◆ **Task objective**:
Produce an exact copy of the first line of the data below and each line after it, please, up to and including the one with "TARGET: green leaf".

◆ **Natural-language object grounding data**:
[Start of section]
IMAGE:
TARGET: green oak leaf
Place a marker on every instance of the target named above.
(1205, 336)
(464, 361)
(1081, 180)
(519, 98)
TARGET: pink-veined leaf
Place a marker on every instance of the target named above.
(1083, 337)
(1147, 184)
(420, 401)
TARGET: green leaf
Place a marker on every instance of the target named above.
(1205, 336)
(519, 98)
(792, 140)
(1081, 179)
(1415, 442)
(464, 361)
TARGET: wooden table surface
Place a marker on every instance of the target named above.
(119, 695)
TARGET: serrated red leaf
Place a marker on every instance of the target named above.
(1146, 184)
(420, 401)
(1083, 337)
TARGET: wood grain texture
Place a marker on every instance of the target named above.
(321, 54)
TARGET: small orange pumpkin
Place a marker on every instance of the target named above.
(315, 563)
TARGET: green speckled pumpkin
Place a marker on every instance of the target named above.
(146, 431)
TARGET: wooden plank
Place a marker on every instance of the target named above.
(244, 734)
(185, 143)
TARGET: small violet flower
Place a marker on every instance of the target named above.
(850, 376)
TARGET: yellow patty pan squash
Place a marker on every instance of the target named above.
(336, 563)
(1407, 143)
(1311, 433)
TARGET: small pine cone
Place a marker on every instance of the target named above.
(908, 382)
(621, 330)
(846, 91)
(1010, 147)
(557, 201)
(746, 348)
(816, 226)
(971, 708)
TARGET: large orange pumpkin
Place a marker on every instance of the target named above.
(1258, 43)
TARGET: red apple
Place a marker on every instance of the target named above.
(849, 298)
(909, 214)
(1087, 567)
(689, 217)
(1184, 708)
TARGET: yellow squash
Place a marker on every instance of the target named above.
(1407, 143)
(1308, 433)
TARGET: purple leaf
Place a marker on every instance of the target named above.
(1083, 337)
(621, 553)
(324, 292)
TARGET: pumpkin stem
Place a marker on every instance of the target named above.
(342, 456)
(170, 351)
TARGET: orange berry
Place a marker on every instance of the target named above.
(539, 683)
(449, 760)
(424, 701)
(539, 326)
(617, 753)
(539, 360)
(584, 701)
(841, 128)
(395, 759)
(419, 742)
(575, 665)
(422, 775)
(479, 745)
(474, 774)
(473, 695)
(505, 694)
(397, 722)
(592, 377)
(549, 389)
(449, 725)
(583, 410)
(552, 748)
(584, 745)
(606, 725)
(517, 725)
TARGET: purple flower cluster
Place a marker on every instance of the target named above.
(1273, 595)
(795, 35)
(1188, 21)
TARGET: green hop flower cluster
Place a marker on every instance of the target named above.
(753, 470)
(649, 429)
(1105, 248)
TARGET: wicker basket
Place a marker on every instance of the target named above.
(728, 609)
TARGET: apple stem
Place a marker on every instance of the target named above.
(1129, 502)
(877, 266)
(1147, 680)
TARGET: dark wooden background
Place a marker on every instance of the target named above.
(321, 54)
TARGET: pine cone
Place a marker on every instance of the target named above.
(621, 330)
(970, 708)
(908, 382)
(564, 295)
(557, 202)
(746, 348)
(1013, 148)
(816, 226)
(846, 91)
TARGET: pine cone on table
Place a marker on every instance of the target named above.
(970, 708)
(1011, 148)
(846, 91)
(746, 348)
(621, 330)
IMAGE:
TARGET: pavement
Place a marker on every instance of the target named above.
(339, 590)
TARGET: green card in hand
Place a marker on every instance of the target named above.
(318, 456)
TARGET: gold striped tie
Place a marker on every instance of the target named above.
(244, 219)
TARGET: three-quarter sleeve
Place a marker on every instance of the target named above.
[End of section]
◆ **Exercise output**:
IMAGE:
TARGET: green oak leaf
Place a marker on every instance of the target named above.
(1205, 336)
(464, 361)
(1081, 180)
(519, 98)
TARGET: pink-veined leaf
Place a marker on every instance of the target named above.
(1083, 337)
(1147, 184)
(420, 401)
TARGET: green leaf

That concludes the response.